> Passage to read:
· · · ·

Study: Health agencies fail to quickly respond to infectious disease reports

Many local public health agencies failed to respond quickly -- if at all -- to reports of potential outbreaks.

A recent study of 74 U.S. local public health agencies found that many failed to respond quickly - if at all - to reports of a potential disease outbreak, the San Francisco Chronicle reported Thursday.

The RAND Corp. had researchers pretend to be doctors and call randomly selected agencies to report cases of infectious diseases.

Two-thirds of the contacted departments failed to call back within 30 minutes. Almost 40 percent of the agencies failed to call back at all after receiving at least one call.

The Centers for Disease Control and Prevention recommends that a public health expert respond within 30 minutes to any report of infectious diseases such as smallpox, anthrax or meningitis. That quick turnaround is intended to prevent the spread of a disease occurring naturally or through an act of bioterrorism.

· · · ·

> Supplied material:
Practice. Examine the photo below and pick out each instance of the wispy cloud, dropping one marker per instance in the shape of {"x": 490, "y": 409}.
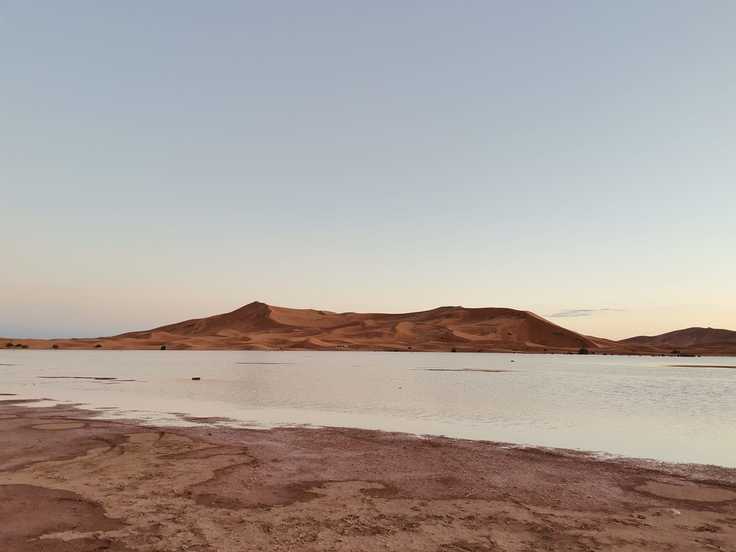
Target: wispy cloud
{"x": 575, "y": 313}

· · · ·

> Prompt 1:
List every infectious disease that the article on health agencies' responses to disease reports names.
> Prompt 2:
Reproduce the portion of the article on health agencies' responses to disease reports from "Many local public" to "least one call.".
> Prompt 3:
Continue the article on health agencies' responses to disease reports from the point at which it stops.
The material above comes from a source separate from the article on health agencies.

> Answer box 1:
smallpox, anthrax, meningitis

> Answer box 2:
Many local public health agencies failed to respond quickly -- if at all -- to reports of potential outbreaks.

A recent study of 74 U.S. local public health agencies found that many failed to respond quickly - if at all - to reports of a potential disease outbreak, the San Francisco Chronicle reported Thursday.

The RAND Corp. had researchers pretend to be doctors and call randomly selected agencies to report cases of infectious diseases.

Two-thirds of the contacted departments failed to call back within 30 minutes. Almost 40 percent of the agencies failed to call back at all after receiving at least one call.

> Answer box 3:
"Local public health agencies are basically the first line of defense in an emergency. The public rightfully expects their health department will be there for them, and the first thing is to pick up the phone and respond to an emergency," said RAND researcher David Dausey, lead author of the study.

"We found that that doesn't happen, or doesn't happen with the frequency and regularity that we would hope," he added.

Calls answered by a live person rather than voicemail were more likely to receive a quick response, Dausey said.